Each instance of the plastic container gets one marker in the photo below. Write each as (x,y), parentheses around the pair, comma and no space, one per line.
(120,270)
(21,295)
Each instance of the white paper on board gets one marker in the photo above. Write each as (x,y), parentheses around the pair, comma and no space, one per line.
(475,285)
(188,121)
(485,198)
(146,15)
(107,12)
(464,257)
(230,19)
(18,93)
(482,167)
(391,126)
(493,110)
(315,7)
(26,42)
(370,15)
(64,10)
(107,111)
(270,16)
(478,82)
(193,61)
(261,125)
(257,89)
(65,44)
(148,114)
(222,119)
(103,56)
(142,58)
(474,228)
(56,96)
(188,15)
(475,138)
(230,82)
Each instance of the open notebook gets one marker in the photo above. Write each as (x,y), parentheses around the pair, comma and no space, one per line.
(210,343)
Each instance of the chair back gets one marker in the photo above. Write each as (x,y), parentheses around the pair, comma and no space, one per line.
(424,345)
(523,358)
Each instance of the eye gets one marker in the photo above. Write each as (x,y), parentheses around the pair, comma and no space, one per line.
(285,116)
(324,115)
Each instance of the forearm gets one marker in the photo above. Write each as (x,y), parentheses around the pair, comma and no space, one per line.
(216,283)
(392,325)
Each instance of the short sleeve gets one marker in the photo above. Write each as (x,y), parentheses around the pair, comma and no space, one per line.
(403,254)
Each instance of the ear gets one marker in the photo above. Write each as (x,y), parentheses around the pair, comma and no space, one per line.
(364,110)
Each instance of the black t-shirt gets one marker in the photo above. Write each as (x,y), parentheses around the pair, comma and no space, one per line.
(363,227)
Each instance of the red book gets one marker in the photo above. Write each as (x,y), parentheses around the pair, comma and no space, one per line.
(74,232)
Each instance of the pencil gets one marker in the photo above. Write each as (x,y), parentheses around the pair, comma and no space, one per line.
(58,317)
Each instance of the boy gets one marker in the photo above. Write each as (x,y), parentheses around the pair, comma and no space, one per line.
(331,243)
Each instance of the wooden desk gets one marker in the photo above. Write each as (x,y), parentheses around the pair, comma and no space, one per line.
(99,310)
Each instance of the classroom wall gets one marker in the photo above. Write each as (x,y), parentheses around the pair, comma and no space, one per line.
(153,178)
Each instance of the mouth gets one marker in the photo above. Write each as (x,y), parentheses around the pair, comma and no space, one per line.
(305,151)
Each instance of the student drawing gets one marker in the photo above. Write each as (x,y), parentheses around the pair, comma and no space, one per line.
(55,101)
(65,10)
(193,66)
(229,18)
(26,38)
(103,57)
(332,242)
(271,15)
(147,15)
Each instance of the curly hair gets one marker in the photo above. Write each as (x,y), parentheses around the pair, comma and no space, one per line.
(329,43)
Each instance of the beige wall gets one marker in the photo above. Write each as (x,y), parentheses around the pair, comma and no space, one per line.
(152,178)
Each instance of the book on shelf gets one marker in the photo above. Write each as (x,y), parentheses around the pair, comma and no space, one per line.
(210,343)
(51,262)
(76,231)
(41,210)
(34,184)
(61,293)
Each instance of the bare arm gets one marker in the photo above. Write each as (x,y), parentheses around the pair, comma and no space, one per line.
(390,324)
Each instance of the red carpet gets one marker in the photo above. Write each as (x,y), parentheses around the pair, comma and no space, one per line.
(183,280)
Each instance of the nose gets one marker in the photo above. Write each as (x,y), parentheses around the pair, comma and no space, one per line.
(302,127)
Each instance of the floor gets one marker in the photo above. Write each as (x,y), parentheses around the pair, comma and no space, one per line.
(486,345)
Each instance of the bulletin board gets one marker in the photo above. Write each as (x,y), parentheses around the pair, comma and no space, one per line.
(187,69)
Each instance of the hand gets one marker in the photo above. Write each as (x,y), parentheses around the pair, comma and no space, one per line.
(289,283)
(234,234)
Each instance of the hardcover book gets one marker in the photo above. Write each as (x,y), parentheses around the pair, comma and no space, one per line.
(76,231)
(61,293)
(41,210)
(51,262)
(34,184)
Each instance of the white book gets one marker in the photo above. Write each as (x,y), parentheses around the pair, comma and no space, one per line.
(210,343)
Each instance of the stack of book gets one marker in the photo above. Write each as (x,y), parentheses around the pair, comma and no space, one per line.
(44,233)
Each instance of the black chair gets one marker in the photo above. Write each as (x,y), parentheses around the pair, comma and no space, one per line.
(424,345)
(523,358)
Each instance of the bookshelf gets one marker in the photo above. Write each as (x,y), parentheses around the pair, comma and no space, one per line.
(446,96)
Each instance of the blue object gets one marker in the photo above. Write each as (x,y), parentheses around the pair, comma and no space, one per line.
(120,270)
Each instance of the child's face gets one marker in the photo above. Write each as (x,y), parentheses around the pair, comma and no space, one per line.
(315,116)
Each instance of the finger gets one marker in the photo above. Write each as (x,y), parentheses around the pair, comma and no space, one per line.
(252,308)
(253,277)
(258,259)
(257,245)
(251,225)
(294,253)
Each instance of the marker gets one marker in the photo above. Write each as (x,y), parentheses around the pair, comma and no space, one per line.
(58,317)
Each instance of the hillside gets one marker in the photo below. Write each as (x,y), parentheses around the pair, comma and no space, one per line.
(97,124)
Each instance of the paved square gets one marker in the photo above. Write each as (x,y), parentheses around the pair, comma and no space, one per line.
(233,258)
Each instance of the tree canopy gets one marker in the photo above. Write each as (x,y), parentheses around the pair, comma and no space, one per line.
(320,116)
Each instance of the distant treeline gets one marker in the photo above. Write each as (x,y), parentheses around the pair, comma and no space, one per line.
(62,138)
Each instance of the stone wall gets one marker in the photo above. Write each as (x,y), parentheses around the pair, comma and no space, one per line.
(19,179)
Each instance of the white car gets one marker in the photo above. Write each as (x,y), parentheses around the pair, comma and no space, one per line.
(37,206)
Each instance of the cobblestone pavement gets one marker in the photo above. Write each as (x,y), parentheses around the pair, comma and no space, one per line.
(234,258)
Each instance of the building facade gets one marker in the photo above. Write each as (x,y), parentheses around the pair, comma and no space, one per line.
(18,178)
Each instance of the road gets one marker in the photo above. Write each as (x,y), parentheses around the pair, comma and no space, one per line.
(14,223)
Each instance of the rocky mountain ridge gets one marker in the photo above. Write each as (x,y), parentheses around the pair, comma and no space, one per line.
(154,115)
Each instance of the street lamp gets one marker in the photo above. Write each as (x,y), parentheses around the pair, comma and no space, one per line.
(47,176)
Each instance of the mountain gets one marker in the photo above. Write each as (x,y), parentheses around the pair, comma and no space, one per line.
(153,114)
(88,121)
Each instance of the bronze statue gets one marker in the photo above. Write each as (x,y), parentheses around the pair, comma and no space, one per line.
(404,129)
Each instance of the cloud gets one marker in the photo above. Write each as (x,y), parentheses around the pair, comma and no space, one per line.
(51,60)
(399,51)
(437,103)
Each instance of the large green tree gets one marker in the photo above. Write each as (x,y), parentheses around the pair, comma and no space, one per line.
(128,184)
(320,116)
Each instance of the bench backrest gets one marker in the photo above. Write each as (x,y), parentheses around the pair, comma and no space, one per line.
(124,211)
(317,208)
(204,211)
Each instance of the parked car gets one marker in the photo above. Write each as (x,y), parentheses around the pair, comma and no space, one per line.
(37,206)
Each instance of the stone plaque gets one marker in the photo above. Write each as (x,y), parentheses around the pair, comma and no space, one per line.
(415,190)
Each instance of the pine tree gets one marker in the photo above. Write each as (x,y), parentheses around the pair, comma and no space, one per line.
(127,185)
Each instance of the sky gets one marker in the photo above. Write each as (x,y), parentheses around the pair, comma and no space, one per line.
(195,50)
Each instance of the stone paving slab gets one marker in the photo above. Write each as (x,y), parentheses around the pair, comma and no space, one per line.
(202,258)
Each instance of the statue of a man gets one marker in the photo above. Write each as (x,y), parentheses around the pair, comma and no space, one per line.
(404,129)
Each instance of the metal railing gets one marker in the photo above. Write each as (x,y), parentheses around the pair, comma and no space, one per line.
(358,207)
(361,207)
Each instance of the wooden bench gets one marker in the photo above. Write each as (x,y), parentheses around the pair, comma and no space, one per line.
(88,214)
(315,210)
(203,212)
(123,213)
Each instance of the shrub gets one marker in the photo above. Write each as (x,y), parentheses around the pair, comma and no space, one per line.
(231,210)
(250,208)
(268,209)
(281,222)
• • •
#### YOUR TASK
In the listing above, take the line containing "Each instance of the stone paving" as the start and write out every line through the last one exactly, with nothing added.

#### OUTPUT FOR THIS EXERCISE
Each instance of the stone paving slab gets one marker in the photo above. Write each as (x,y), parentheses around the pair, comma and no space, one per line.
(202,258)
Each instance of the statue of a man gets one marker in the photo above. Write each as (x,y), parentheses around the pair, comma and no space, one per line.
(404,129)
Each instance of the metal railing gets one marker in the photo above. Write each as (x,y), parentheses around the pair, comma and no space, one per line.
(358,207)
(361,207)
Each instance of the wooden bench gets one marker in the photo above. Write each as (x,y), parentheses around the pair, comma and no space, one per line.
(88,214)
(315,210)
(203,212)
(123,213)
Each instance of the shrub gets one marker in the photo above. Write each as (x,y), parentheses around the pair, comma and no space, one per line.
(231,210)
(250,208)
(268,209)
(281,222)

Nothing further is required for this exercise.